## start Passage given

# Corrado's Wine Competition



## Wine-O (Jan 2, 2012)

Who's going this year? This is the one event I look forward to every year, lots of great vendors, food, and friends.
Best of luck to all that enter their wines!!
Dave


----------



## Rock (Jan 5, 2012)

I'm going hopefully if the wife can get the baby sitters set up.


----------



## JohnT (Jan 6, 2012)

I am not going to be able to make it. 

Too bad, I went the last two times and had a ball!


----------



## Wine-O (Jan 6, 2012)

That's too bad John. Are you entering any wines?


----------



## Runningwolf (Jan 6, 2012)

I wish I could go. There will be a huge cometition in Pittsburgh in a few months put on by The American Wine Society and Presque Isle Wine Cellars.


----------



## Wine-O (Jan 8, 2012)

Presque Isle, thats where I used to buy my supplies until we got some more local shops here in NJ! I buy most of my stuff now from either Corrado's or Vintners Circle in Andover.


----------



## JohnT (Jan 18, 2012)

Sorry for the late reply. 

I am not entering anything this year. 

I only have a handful of wines that have not already been judged. I think that I will wait until next year to put them in. 

johnT


----------



## carmine (Jan 29, 2012)

JohnT said:


> Sorry for the late reply.
> 
> I am not entering anything this year.
> 
> ...



So Corrado's was ausome I entered 5 different wines won a gold for my cab blend ,silver for my other cab and a bronz for are carmenere. my brother Rock also won 2 golds and a silver. I have one other brother that one 2 bronz medals. So how did every body else do that entered?


----------



## JohnT (Jan 31, 2012)

Congradulations Carmine!

Was it as crowded as usual? 

How was the noise level?


----------



## carmine (Jan 31, 2012)

JohnT said:


> Congradulations Carmine!

## end Passage given
## start Record list

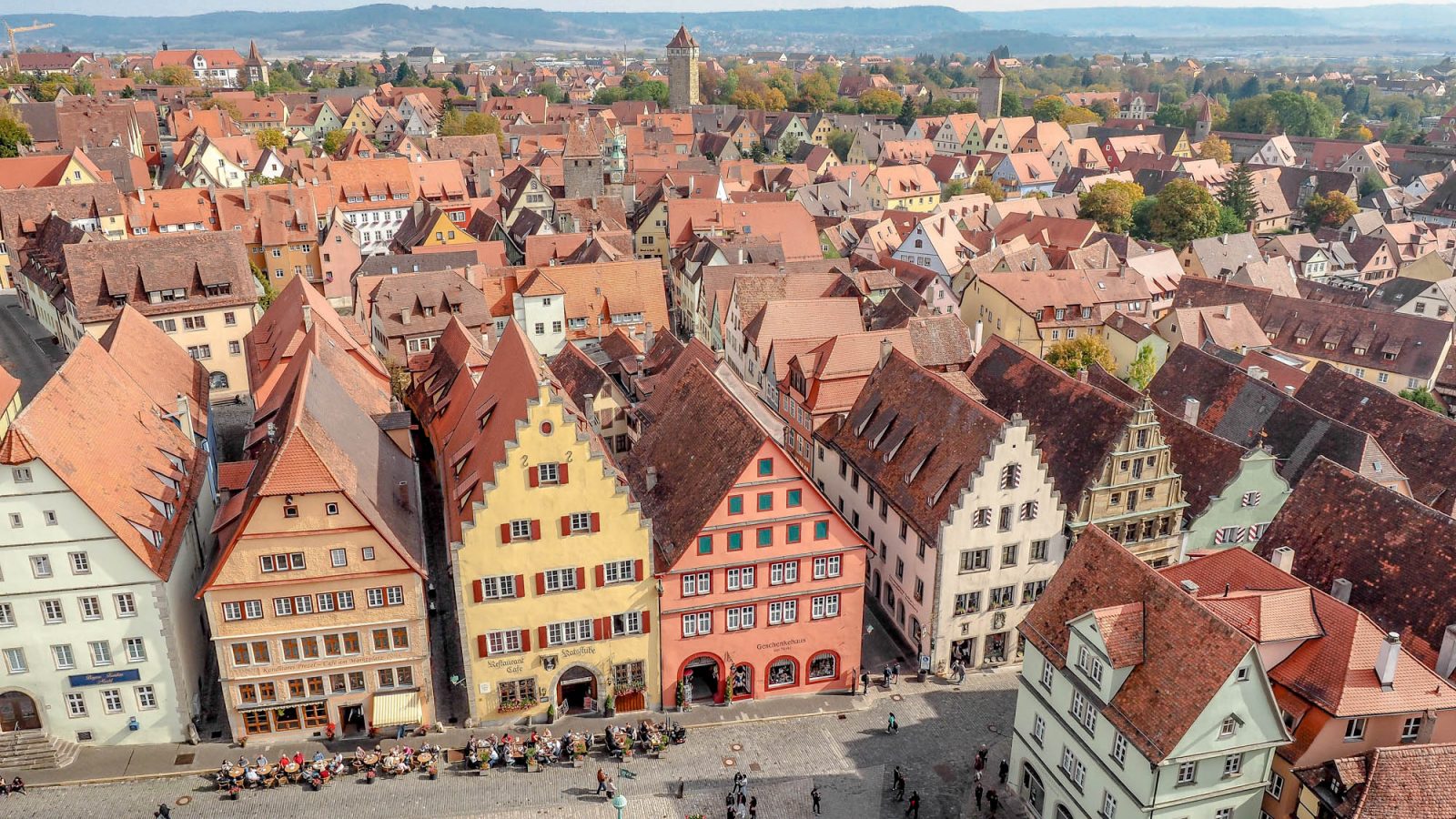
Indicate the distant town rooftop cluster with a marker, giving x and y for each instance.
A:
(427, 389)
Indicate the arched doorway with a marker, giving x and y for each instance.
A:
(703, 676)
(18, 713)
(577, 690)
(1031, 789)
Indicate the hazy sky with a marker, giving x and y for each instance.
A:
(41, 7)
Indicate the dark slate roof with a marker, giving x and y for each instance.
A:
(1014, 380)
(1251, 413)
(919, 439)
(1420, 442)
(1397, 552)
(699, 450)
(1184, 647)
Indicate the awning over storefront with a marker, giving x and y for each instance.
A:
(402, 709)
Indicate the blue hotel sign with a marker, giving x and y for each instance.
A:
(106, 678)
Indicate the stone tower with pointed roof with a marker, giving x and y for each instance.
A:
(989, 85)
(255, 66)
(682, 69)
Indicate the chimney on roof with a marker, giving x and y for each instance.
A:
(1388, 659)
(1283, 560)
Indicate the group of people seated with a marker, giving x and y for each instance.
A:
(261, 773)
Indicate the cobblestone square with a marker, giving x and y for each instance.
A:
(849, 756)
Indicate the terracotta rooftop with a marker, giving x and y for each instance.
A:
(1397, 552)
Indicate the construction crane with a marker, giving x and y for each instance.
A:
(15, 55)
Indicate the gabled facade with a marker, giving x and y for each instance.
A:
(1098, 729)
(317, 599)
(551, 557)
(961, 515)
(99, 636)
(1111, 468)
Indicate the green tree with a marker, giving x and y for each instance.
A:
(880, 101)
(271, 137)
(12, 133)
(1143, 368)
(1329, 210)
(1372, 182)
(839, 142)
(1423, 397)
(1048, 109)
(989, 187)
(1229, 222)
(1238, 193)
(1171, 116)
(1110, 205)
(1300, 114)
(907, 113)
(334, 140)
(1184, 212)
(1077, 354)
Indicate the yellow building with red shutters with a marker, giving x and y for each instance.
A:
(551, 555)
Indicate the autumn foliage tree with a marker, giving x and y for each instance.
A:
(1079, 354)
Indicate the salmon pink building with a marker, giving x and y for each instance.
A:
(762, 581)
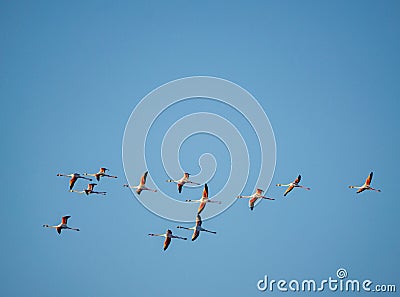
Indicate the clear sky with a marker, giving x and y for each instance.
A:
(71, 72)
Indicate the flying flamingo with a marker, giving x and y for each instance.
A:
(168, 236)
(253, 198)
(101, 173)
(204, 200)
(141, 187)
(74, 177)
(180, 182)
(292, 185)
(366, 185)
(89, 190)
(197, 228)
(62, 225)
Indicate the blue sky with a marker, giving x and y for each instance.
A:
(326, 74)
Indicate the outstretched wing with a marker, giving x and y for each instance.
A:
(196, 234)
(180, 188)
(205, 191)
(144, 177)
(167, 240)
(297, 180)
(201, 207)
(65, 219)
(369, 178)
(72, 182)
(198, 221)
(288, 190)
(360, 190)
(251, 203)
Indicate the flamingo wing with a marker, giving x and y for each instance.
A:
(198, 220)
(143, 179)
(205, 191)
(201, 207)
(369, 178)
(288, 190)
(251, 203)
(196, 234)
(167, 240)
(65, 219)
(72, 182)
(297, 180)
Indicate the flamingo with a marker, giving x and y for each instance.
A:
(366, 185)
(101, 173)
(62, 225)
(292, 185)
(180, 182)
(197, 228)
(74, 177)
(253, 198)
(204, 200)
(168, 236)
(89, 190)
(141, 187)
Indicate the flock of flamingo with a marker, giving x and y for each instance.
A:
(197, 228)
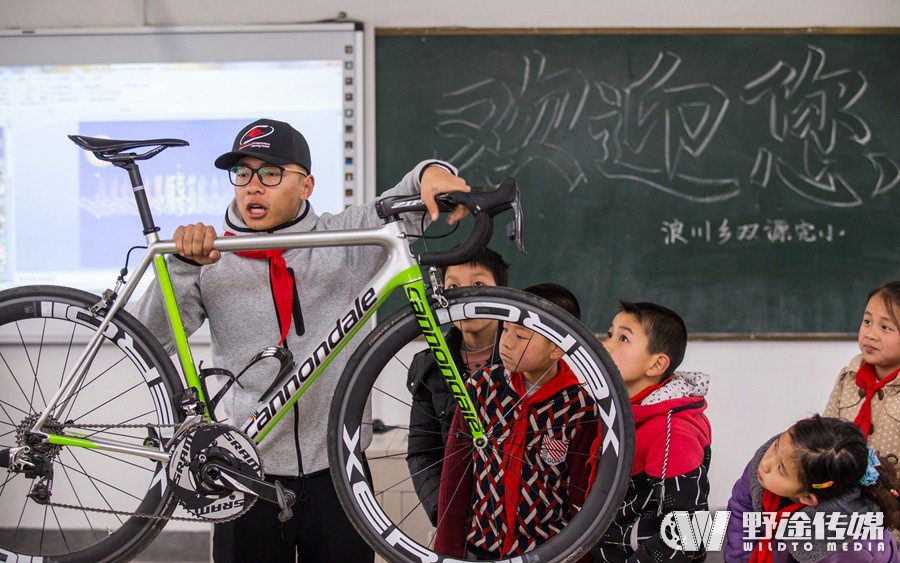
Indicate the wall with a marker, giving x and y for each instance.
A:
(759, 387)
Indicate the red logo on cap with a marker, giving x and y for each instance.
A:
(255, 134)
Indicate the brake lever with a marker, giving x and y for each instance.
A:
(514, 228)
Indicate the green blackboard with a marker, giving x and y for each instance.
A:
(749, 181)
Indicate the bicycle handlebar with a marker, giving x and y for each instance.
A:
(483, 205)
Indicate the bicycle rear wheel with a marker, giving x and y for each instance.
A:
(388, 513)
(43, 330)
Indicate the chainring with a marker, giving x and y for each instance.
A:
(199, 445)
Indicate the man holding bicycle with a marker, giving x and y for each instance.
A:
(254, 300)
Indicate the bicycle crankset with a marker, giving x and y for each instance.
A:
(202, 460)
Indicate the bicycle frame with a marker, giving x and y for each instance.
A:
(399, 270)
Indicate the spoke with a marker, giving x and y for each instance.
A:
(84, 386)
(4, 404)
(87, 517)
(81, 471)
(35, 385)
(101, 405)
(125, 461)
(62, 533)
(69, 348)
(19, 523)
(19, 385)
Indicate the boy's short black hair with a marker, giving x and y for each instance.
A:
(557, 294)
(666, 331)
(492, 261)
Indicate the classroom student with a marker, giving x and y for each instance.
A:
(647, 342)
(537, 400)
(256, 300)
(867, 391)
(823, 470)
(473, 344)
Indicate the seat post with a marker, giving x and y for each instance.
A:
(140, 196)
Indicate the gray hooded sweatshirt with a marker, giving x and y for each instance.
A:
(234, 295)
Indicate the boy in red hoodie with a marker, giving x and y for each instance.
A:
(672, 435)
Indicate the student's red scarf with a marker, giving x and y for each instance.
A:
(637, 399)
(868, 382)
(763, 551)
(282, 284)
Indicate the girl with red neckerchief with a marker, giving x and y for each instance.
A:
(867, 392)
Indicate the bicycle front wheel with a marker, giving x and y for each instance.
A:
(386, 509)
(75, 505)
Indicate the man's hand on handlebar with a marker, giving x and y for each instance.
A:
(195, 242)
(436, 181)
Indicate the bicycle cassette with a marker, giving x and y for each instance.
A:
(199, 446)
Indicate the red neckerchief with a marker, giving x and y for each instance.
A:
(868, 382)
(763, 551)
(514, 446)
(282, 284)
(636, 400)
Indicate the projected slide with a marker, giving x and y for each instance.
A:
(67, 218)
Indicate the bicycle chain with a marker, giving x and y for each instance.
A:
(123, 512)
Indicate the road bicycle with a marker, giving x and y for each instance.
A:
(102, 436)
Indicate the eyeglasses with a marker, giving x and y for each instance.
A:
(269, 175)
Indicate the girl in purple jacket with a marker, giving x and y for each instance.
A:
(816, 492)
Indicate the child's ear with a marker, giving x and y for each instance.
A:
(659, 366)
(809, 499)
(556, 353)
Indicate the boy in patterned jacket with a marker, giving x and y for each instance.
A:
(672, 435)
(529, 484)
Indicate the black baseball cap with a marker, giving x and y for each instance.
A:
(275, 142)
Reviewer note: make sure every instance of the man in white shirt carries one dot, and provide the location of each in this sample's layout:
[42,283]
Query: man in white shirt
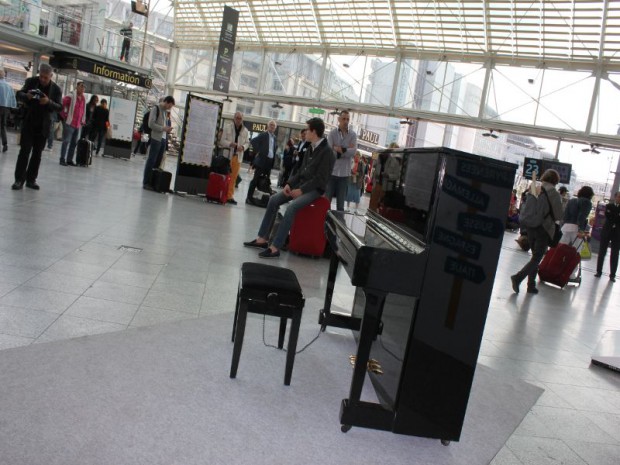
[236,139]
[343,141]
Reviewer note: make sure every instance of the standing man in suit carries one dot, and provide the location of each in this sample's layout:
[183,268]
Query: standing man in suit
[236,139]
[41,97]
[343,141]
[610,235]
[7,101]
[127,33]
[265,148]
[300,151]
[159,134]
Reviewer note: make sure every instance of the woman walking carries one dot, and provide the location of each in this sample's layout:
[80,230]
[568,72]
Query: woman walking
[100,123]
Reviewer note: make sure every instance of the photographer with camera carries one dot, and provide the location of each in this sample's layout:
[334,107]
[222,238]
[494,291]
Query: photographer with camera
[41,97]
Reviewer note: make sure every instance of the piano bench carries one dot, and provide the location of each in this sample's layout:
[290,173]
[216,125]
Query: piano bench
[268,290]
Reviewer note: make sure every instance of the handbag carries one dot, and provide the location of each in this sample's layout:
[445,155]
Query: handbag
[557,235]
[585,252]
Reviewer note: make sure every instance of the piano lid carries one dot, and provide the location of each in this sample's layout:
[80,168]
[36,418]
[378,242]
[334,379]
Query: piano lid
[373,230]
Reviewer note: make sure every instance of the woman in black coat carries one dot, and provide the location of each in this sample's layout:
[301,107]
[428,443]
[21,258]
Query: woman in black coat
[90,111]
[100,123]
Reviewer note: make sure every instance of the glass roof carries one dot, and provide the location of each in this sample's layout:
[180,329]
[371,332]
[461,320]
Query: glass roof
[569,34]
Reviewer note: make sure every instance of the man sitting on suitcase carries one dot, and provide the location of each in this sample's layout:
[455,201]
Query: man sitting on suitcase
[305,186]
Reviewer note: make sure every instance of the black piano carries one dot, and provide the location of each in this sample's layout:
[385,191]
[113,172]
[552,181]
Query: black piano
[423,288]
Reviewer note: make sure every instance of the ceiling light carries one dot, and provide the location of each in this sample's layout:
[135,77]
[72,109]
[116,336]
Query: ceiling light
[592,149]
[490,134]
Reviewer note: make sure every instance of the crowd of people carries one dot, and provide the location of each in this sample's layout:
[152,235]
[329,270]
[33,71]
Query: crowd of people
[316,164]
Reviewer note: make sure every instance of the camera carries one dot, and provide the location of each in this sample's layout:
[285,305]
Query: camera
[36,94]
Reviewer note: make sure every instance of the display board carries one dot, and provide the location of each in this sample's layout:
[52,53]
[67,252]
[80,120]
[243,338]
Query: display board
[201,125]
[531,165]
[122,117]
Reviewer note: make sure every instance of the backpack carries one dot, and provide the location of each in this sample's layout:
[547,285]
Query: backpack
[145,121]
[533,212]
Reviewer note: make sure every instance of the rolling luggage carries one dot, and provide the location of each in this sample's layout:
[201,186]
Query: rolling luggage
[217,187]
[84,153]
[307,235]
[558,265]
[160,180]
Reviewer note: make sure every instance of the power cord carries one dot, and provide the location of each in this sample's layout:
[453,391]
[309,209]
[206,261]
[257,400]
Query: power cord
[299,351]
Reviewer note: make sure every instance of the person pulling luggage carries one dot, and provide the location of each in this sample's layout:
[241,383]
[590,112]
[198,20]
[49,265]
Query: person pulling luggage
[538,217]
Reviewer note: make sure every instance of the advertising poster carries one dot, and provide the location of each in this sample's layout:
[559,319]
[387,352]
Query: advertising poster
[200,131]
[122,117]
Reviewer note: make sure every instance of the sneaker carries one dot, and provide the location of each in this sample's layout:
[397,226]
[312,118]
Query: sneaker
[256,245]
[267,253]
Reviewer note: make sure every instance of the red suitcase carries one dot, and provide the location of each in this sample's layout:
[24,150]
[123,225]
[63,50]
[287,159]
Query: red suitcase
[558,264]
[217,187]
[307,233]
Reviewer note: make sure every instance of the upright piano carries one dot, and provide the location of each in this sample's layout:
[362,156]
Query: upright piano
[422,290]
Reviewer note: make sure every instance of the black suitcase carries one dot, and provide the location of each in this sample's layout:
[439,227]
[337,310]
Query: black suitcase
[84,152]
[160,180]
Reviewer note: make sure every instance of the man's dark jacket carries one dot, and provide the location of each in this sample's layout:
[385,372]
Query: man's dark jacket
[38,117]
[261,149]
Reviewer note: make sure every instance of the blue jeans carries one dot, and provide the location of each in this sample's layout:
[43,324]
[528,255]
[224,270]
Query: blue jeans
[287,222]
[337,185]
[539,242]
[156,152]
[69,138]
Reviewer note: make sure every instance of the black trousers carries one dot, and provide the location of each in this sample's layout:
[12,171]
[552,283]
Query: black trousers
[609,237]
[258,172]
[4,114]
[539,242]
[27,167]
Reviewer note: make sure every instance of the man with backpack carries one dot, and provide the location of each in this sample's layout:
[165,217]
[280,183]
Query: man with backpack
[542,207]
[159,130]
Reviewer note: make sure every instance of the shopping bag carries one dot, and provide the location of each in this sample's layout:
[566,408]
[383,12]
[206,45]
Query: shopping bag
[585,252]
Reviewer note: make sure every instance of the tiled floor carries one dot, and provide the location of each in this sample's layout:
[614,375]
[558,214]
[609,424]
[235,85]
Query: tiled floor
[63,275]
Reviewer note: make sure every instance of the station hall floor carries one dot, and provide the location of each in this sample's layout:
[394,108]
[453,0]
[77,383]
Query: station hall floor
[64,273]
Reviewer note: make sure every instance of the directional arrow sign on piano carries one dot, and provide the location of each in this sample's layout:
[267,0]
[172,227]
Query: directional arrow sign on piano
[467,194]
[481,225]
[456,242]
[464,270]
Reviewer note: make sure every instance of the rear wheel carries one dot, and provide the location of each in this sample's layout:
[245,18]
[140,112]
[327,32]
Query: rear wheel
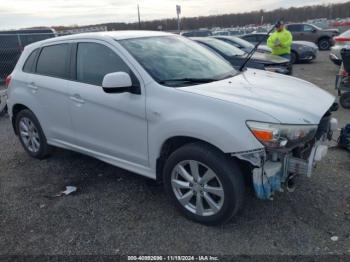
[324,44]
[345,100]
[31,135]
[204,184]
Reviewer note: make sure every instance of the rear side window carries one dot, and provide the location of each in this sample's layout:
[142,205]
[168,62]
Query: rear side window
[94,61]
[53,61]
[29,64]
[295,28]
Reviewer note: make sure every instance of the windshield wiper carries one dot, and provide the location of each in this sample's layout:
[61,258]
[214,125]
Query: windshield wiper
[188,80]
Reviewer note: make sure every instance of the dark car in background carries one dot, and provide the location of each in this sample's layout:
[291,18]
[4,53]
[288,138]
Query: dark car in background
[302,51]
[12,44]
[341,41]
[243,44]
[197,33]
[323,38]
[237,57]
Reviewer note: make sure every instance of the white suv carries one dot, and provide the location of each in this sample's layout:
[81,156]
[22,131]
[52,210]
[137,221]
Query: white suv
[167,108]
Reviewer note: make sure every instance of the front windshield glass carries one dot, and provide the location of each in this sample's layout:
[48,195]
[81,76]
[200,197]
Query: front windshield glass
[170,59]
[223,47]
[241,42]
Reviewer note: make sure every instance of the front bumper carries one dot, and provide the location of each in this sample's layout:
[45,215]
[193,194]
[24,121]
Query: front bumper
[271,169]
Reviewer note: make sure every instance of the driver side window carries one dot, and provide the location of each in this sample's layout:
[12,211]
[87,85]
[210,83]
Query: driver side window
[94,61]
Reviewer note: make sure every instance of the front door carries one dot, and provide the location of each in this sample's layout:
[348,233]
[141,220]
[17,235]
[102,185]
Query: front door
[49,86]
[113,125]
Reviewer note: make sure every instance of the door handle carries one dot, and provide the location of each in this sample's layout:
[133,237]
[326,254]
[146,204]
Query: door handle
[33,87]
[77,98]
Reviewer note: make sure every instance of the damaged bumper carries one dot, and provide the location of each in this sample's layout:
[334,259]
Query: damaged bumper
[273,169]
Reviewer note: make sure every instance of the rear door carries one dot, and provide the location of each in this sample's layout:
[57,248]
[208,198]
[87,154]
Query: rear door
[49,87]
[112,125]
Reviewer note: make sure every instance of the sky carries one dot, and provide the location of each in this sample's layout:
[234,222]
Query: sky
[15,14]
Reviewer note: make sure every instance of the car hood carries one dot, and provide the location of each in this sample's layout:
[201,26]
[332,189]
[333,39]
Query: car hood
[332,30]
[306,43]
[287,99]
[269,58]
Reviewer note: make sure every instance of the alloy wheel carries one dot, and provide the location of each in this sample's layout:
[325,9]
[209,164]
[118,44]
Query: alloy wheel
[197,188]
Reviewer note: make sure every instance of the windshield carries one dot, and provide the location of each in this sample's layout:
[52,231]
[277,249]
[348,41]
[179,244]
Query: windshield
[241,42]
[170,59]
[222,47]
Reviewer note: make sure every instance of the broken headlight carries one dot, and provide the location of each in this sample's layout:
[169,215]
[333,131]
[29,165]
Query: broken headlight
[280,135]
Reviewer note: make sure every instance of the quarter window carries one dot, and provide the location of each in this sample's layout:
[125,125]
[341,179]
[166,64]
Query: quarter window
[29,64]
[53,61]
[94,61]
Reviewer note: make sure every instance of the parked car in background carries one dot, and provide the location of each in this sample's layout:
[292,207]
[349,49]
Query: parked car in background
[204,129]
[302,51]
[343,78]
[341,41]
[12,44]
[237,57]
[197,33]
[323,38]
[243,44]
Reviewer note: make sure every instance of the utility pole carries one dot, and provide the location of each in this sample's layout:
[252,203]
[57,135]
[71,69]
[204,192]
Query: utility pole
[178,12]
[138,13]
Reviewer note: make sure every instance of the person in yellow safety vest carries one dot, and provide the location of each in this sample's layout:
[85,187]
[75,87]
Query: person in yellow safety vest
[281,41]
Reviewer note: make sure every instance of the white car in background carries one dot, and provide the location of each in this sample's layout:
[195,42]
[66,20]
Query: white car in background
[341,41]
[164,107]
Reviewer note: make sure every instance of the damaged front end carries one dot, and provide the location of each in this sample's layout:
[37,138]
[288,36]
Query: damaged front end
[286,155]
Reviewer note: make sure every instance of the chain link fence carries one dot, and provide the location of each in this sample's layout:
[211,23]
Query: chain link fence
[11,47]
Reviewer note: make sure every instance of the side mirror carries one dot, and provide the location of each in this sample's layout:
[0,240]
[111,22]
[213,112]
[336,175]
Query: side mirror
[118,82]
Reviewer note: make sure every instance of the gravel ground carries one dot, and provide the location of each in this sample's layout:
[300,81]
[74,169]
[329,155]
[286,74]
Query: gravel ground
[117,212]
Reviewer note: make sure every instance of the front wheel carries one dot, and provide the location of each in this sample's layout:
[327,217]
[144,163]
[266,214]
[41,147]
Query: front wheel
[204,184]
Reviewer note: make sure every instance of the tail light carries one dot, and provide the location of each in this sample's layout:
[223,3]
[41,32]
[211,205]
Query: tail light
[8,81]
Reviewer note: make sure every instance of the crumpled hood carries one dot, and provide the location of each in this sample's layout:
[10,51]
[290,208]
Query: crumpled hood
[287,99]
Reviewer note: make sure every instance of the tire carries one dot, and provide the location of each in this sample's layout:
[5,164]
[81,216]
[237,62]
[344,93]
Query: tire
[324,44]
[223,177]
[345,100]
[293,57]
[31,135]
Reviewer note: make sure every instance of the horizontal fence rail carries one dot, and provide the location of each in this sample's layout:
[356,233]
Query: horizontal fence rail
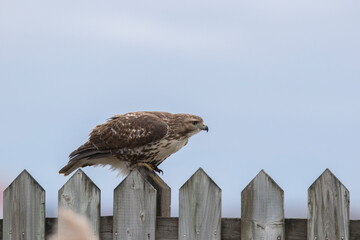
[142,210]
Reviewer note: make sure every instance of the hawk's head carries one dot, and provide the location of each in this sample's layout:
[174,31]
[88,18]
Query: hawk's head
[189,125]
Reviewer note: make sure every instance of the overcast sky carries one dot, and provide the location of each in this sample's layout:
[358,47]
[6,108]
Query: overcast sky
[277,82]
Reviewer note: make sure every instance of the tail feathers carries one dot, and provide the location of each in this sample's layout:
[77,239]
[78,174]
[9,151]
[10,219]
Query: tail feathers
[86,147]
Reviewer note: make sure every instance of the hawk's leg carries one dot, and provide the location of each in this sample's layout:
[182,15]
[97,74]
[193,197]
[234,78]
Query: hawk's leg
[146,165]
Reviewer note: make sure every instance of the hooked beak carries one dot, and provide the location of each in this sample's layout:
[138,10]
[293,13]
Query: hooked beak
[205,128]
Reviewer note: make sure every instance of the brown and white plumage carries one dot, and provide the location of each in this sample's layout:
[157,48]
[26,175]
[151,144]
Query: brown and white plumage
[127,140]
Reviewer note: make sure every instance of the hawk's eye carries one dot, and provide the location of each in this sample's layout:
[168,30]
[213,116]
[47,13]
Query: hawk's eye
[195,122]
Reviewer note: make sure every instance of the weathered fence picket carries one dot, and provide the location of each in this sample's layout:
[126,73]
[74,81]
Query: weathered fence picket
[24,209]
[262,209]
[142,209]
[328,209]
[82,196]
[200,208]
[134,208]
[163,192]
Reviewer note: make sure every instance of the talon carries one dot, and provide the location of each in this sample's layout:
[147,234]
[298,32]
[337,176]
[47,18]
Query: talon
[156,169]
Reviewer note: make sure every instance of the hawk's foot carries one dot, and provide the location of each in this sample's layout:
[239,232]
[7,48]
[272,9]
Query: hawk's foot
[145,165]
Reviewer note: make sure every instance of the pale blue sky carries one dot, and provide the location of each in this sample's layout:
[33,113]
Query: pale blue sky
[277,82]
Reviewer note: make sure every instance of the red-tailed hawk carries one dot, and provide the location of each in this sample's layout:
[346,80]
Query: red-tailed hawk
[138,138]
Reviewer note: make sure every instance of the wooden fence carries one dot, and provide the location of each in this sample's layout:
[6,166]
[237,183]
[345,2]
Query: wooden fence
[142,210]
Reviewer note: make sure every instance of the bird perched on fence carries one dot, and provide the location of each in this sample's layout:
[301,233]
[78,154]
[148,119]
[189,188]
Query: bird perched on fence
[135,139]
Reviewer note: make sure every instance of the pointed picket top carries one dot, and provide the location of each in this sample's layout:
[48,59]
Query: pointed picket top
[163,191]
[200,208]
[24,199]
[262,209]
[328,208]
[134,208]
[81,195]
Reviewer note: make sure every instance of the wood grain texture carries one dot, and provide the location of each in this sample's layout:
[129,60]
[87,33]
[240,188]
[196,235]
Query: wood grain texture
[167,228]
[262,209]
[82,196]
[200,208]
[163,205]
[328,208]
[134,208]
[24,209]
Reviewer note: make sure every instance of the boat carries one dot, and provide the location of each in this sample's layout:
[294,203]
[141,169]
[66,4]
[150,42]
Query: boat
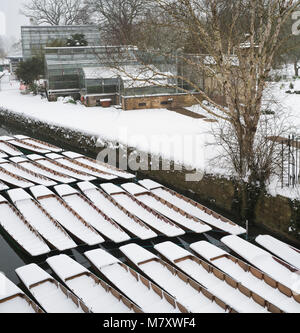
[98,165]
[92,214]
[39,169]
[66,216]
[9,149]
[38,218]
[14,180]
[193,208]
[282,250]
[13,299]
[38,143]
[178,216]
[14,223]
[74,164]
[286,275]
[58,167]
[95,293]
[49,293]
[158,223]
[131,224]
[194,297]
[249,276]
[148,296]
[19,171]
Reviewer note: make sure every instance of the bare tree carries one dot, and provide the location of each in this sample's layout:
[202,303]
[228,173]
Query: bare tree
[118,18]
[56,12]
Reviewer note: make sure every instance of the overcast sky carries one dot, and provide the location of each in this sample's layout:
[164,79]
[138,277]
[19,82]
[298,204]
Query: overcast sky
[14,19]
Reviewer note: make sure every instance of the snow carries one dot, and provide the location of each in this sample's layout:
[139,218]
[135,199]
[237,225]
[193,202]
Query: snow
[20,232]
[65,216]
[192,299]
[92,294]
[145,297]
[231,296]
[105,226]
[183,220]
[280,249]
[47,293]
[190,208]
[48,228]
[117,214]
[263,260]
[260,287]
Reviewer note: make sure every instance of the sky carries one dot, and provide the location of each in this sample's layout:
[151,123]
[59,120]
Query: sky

## end Record list

• [Tasks to complete]
- 1) In the Corrado's wine competition thread, which of carmine's wines won a gold medal?
- 2) Pick up the Corrado's wine competition thread from its last line and carry it on.
These entries have no connection to the Corrado's wine competition thread.

• [Results of the tasks]
- 1) His cab blend.

- 2)
> 
> Was it as crowded as usual?
> 
> How was the noise level?



It was loud but we were sitting in the back row. not to bad. I was told your'e lucky you are sitting here because we can't here anything up front. They anounced that there were 800 entries and there was 1,700 people at the dinner. Corrado's knows how to throw a party.


----------



## JohnT (Jan 31, 2012)

They sure do. 

I went to the first one they ever held. Traffic in and out of the place was unbelievable! it took over 45 minutes just to get parked. To make matters worse, they only had vallet parking with only 2 or 3 people on duty. It took an hour just to get my car. 

We always seem to get seated in the front. I think I have several of the songs they keep playing tatooed to the inside of my skull. the last time I actually had those ear plugs that they use at a gun range. Helped a whole lot. 

The best part of the even is getting to taste the other finalists. The food also is great. 

It is also fun to see Jimmy in a Suit. The man cleans up nice.

johnT.


----------



## Wine-O (Jan 31, 2012)

They definitely turned it down this year, still loud but much better!! We were in the front but on the side by the bar away from the speakers. I got 6 Bronze, 6 Silver and 2 Gold out of 25 wines. My wife got 1 Bronze, 1 Silver, and 2 Gold out of 6 wines. And our daughter got 1 Bronze and 1 Silver out of 3 wines. Had a blast and can't wait until next year.


----------



## Flem (Feb 1, 2012)

Congratulations to all on the medals!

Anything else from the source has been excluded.